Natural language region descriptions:

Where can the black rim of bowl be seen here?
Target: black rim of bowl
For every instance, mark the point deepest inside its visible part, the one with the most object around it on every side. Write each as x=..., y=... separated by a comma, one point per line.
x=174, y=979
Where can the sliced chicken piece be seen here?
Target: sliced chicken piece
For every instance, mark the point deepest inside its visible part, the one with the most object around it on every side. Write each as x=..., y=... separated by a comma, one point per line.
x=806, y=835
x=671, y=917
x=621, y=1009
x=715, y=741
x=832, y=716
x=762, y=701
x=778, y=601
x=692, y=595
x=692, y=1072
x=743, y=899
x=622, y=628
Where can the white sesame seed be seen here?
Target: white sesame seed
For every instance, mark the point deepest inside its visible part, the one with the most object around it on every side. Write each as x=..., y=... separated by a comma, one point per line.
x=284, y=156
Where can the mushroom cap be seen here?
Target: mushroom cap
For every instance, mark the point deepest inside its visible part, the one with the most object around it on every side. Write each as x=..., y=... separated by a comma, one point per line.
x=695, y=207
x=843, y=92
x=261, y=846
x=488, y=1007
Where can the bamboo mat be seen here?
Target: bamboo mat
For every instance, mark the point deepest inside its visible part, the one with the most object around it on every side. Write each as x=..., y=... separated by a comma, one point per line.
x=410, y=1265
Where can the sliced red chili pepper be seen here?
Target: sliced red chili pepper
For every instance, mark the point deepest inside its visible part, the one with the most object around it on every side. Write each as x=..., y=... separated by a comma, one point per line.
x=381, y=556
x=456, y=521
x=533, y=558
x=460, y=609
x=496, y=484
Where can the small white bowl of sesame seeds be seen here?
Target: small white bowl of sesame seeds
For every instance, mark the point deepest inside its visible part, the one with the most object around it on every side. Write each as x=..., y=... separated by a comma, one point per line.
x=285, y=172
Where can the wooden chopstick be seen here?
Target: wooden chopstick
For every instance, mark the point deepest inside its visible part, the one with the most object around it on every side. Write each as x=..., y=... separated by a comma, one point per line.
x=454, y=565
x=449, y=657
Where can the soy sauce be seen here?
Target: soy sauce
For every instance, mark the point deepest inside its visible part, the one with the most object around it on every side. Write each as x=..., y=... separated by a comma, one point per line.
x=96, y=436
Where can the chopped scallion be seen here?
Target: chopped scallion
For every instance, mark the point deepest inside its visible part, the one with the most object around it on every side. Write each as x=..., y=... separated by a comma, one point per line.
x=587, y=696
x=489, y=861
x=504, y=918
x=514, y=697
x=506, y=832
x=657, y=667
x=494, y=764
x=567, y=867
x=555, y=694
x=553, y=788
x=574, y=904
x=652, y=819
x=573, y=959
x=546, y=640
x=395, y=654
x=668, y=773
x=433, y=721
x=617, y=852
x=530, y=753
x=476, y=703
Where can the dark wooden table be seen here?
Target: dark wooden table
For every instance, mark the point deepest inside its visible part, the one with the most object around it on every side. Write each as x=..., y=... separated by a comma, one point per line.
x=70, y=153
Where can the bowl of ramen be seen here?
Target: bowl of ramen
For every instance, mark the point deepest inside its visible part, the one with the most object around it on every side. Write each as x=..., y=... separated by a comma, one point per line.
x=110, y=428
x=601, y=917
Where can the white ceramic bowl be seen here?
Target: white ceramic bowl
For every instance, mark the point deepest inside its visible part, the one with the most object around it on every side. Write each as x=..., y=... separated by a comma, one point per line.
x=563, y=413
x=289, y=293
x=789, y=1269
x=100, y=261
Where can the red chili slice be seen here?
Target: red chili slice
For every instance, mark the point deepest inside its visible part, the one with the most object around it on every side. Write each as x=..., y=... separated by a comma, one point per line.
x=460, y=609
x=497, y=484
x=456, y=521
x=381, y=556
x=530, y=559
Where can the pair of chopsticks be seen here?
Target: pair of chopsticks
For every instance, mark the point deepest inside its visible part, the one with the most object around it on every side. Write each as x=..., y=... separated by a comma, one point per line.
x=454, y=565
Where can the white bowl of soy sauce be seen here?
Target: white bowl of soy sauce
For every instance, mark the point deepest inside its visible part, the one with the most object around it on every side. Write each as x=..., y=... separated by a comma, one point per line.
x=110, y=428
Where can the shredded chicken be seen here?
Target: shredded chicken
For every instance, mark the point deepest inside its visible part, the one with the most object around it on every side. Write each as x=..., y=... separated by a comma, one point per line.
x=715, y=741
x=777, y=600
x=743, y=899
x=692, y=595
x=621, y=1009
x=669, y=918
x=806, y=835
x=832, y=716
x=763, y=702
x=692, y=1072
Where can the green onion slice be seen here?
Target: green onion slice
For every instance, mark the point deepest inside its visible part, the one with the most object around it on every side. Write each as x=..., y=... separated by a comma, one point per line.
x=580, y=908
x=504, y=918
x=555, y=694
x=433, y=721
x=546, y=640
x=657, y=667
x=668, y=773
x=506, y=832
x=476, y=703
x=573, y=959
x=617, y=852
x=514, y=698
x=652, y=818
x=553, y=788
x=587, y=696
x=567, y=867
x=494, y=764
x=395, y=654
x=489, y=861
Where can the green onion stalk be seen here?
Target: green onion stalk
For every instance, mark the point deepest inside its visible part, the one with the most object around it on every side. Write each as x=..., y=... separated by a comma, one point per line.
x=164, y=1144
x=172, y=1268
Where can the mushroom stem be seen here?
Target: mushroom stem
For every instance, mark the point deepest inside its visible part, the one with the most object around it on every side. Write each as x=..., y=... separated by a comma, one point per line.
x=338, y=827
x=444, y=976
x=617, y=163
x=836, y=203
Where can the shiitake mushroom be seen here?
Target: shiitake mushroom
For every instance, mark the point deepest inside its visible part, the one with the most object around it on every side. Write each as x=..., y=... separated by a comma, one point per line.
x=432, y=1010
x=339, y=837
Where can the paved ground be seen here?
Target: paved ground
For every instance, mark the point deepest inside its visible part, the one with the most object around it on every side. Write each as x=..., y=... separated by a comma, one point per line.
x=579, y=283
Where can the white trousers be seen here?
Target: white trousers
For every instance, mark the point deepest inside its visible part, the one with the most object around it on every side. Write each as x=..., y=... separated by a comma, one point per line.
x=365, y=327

:: Required action ::
From the first line to the last, write out the data exactly.

:: Task solution ::
Where can the black rim of bowl be seen here?
Target: black rim of bowl
For every instance, mark the point deepest inside its visible part, the one with the most object around it on every side. Write each as x=..., y=... separated by a comma, one point per line.
x=174, y=979
Where can the sliced chicken piece be seen here?
Target: sliced chicken piece
For every instance, mark the point deepest inside its visible part, the one with the most object around it on every side. Write each as x=..., y=... separated by a comma, one point per line.
x=806, y=835
x=671, y=917
x=621, y=1009
x=715, y=741
x=832, y=716
x=762, y=701
x=778, y=601
x=692, y=595
x=692, y=1072
x=743, y=899
x=622, y=628
Where can the white sesame seed be seen here?
Target: white sesame seed
For every instance, mark the point deepest inside its visible part, the one with the most object around it on every side. Write each as x=..., y=... separated by a comma, one point per line.
x=284, y=156
Where can the mushroom cap be seen here?
Target: mushroom cap
For every instance, mark the point deepest inside its visible part, the one with the most object around it on every side. Write each as x=..., y=... separated by a comma, one point per line.
x=695, y=207
x=843, y=92
x=261, y=846
x=488, y=1007
Where can the bamboo mat be seen here?
Target: bamboo mat
For every instance, mark the point deepest inside its visible part, the one with the most object around it on every side. Write each as x=..., y=... separated by a comma, one point per line.
x=410, y=1265
Where can the sliced red chili pepper be seen here?
Target: sliced red chili pepper
For every instance, mark the point deepest inside its visible part, the one with the most object around it on every side. Write each as x=..., y=... separated by a comma, one point per line.
x=381, y=556
x=456, y=521
x=533, y=558
x=460, y=609
x=496, y=484
Where can the small white bowl of sesame seeds be seen here?
Target: small white bowl of sesame seeds
For every instance, mark the point deepest inside its visible part, the one with the most object around it on every side. Write each as x=..., y=... separated by a comma, one point per line.
x=285, y=172
Where can the wooden chopstick be seen here?
Target: wooden chopstick
For every instance, mark the point deepest inside its visible part, the one with the most object around it on every side. Write each as x=..., y=... separated by a comma, one point per line.
x=454, y=565
x=449, y=657
Where can the soy sauce be seen here?
Target: soy sauce
For every instance, mark the point deepest inside its visible part, the one with the most object around it on every side. Write each as x=..., y=... separated by a comma, one point per line.
x=96, y=436
Where can the chopped scallion be seen here?
Target: chopped scallion
For every instance, mark the point deepest inside its visible part, the one with the most object around it on every side. Write each as x=..., y=... separated by a comma, one point per line.
x=587, y=696
x=489, y=861
x=504, y=918
x=514, y=697
x=506, y=832
x=657, y=667
x=494, y=764
x=567, y=867
x=555, y=694
x=553, y=788
x=574, y=904
x=652, y=819
x=573, y=959
x=546, y=640
x=395, y=654
x=668, y=773
x=433, y=721
x=617, y=852
x=530, y=753
x=476, y=703
Where can the dark wooden table be seen here?
Target: dark wooden table
For every instance, mark the point deepest inside its visible part, the one with the most object around it on every side. Write each as x=..., y=... separated by a comma, one point per line.
x=70, y=153
Where can the bowl of ramen be seen here?
Target: bowl of ramen
For every instance, mark the point deepest inside its visible part, the one with the most object around it on every side. Write each as x=..., y=... separated by a comma, one point per line.
x=110, y=428
x=601, y=917
Where can the white ceramic bowl be seen here?
Target: white ceramic bowl
For every instance, mark the point deepest inside its visible part, the one with the most object around it on every side. Write each as x=..., y=... separated by a comma, one point per line.
x=563, y=413
x=289, y=293
x=789, y=1269
x=100, y=261
Where can the red chili slice be seen here?
Target: red chili slice
For every instance, mark the point deepest inside its visible part, the one with the most object around it on every side. Write each as x=..., y=... separated by a comma, one point per line.
x=460, y=609
x=497, y=484
x=456, y=521
x=381, y=556
x=530, y=559
Where can the pair of chopsticks be seen here?
Target: pair of chopsticks
For every instance, mark the point deepest inside its visible part, the one with the most object around it on every side. Write each as x=..., y=... separated by a comma, one point per line.
x=454, y=565
Where can the white bowl of soy sauce be seen here?
Target: white bowl of soy sauce
For every instance, mark the point deepest inside its visible part, the one with the most object around it on every side. Write each as x=..., y=... separated by a comma, one point per line.
x=110, y=428
Where can the shredded chicken be seen here?
Target: shredded chicken
For every instance, mark the point deepest inside its visible part, the one with the most object around it on every side. Write each as x=..., y=... separated by a comma, one point per line.
x=715, y=741
x=777, y=600
x=743, y=899
x=692, y=595
x=621, y=1009
x=669, y=918
x=806, y=835
x=832, y=716
x=763, y=702
x=692, y=1072
Where can the green onion slice be seen here?
Target: green onion slice
For every instance, mark the point deepest inside its visible part, the one with the most object around it on every side. Write each as x=..., y=... separated by a comma, one point per line.
x=580, y=908
x=504, y=918
x=555, y=694
x=433, y=721
x=546, y=640
x=657, y=667
x=668, y=773
x=506, y=832
x=476, y=703
x=573, y=959
x=617, y=852
x=514, y=698
x=652, y=818
x=553, y=788
x=587, y=696
x=567, y=867
x=494, y=764
x=395, y=654
x=489, y=861
Where can the green onion stalk be seen here?
Target: green onion stalk
For every instance, mark the point deepest inside its visible part, the one with the most object around it on every side. Write each as x=..., y=... separated by a comma, one point per line.
x=164, y=1144
x=172, y=1268
Where can the mushroom stem be seen here?
Target: mushroom stem
For every instance, mark the point deepest inside its visible part, the one with the most object around it on every side. Write each as x=..., y=... separated by a comma, one point per line.
x=338, y=827
x=444, y=976
x=617, y=163
x=836, y=203
Where can the shiitake mushroom be seen here?
Target: shiitake mushroom
For every instance, mark the point deepest inside its visible part, the one with the most object around it on every side. Write each as x=..., y=... separated by a comma, one point per line.
x=432, y=1010
x=339, y=837
Where can the paved ground be seen here?
Target: paved ground
For every instance, mark the point deepest inside its visible part, the one with the most object around it on every side. Write each as x=..., y=... separated by a comma, one point per line.
x=579, y=283
Where can the white trousers be seen here?
Target: white trousers
For every instance, mark the point deepest inside its visible part, the one with the most object around it on every side. Write each as x=..., y=... separated by a comma, one point per line.
x=365, y=327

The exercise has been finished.